In the listing below, locate the lines that hold the string "Draw". Copy those lines.

────────

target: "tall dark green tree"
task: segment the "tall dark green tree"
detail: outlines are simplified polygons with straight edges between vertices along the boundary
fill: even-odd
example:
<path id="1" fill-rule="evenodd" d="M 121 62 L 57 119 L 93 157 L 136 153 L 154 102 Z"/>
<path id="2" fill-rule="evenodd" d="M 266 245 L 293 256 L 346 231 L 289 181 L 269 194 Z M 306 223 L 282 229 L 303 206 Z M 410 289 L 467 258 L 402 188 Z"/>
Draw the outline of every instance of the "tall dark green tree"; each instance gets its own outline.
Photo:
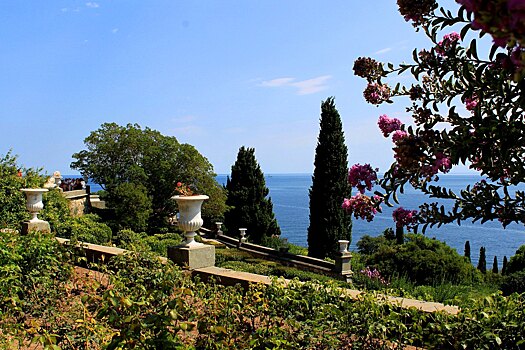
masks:
<path id="1" fill-rule="evenodd" d="M 506 275 L 507 274 L 507 264 L 508 264 L 508 260 L 507 260 L 507 256 L 505 255 L 503 257 L 503 264 L 501 265 L 501 274 L 502 275 Z"/>
<path id="2" fill-rule="evenodd" d="M 487 272 L 487 258 L 485 256 L 485 247 L 479 248 L 478 270 L 480 270 L 482 273 Z"/>
<path id="3" fill-rule="evenodd" d="M 467 258 L 468 261 L 471 261 L 470 260 L 470 241 L 465 242 L 465 258 Z"/>
<path id="4" fill-rule="evenodd" d="M 492 263 L 492 273 L 499 273 L 498 257 L 494 255 L 494 263 Z"/>
<path id="5" fill-rule="evenodd" d="M 341 209 L 351 187 L 348 177 L 348 149 L 341 117 L 330 97 L 321 104 L 320 131 L 315 149 L 314 173 L 310 188 L 308 255 L 333 257 L 337 241 L 351 240 L 352 219 Z"/>
<path id="6" fill-rule="evenodd" d="M 231 178 L 226 180 L 226 190 L 226 205 L 231 208 L 224 215 L 224 225 L 231 235 L 238 235 L 239 228 L 244 227 L 250 241 L 261 243 L 264 236 L 281 234 L 254 148 L 239 149 Z"/>

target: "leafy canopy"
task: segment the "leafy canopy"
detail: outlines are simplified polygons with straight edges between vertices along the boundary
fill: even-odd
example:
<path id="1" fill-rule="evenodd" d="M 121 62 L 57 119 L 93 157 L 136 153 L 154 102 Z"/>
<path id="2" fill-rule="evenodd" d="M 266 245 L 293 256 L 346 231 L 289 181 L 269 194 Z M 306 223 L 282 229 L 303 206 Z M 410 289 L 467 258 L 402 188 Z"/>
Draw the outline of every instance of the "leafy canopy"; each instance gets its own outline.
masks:
<path id="1" fill-rule="evenodd" d="M 148 127 L 137 124 L 120 126 L 104 123 L 84 140 L 85 150 L 73 154 L 71 163 L 108 192 L 109 205 L 115 208 L 119 219 L 127 228 L 142 229 L 145 221 L 149 230 L 166 225 L 175 213 L 177 182 L 192 184 L 210 199 L 203 206 L 203 216 L 208 220 L 222 217 L 225 194 L 215 180 L 213 166 L 195 147 L 180 144 L 173 136 L 164 136 Z M 125 196 L 131 184 L 136 193 Z M 129 204 L 140 199 L 136 208 Z M 138 212 L 149 212 L 133 217 Z M 126 228 L 126 227 L 121 227 Z"/>

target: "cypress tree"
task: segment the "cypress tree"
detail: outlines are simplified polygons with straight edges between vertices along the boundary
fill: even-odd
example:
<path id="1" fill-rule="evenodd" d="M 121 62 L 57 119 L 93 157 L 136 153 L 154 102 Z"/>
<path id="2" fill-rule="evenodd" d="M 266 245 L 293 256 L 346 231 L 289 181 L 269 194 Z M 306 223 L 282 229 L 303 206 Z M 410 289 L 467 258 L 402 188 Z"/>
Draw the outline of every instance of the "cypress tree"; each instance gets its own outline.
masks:
<path id="1" fill-rule="evenodd" d="M 254 148 L 239 149 L 231 178 L 226 179 L 226 190 L 226 205 L 231 208 L 224 215 L 224 225 L 231 235 L 238 236 L 239 228 L 245 227 L 250 241 L 261 243 L 263 236 L 281 234 L 272 200 L 266 198 L 270 191 L 255 159 Z"/>
<path id="2" fill-rule="evenodd" d="M 334 98 L 330 97 L 321 104 L 320 131 L 309 191 L 309 256 L 334 257 L 337 241 L 351 240 L 352 219 L 341 209 L 344 197 L 351 191 L 347 176 L 348 149 L 343 125 Z"/>
<path id="3" fill-rule="evenodd" d="M 501 274 L 506 275 L 507 274 L 507 256 L 503 256 L 503 264 L 501 265 Z"/>
<path id="4" fill-rule="evenodd" d="M 494 255 L 494 263 L 492 264 L 492 273 L 498 273 L 498 257 Z"/>
<path id="5" fill-rule="evenodd" d="M 470 260 L 470 242 L 469 241 L 465 242 L 465 257 L 468 259 L 468 261 L 472 261 Z"/>
<path id="6" fill-rule="evenodd" d="M 478 270 L 480 270 L 482 273 L 487 272 L 487 259 L 485 257 L 485 247 L 479 248 Z"/>

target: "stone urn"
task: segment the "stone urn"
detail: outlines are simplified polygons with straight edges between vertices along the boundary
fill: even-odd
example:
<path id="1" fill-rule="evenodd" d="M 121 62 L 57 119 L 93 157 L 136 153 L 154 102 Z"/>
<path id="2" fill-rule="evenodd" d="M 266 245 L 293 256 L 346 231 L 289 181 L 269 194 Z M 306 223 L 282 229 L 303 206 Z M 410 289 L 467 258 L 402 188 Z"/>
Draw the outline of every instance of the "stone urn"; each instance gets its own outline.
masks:
<path id="1" fill-rule="evenodd" d="M 186 237 L 185 246 L 199 246 L 202 243 L 195 242 L 195 231 L 202 227 L 203 220 L 201 217 L 202 203 L 210 198 L 206 195 L 198 196 L 174 196 L 172 197 L 177 201 L 179 206 L 179 227 L 184 231 L 184 237 Z"/>
<path id="2" fill-rule="evenodd" d="M 348 253 L 348 244 L 350 241 L 340 239 L 337 241 L 337 243 L 339 244 L 339 253 Z"/>
<path id="3" fill-rule="evenodd" d="M 44 222 L 38 218 L 38 212 L 44 209 L 44 203 L 42 202 L 42 194 L 47 192 L 47 188 L 22 188 L 20 191 L 26 195 L 26 208 L 33 216 L 30 223 Z"/>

────────

• Exercise output:
Draw the outline of every instance of the "tall dark green tree"; each instance gets its own outline.
Draw the outline of every instance of the "leafy canopy"; each instance gets its own outline.
Draw the outline of every instance of the "cypress tree"; each instance gets its own outline.
Draw the outline of every instance of the "stone urn"; each instance gets its own outline.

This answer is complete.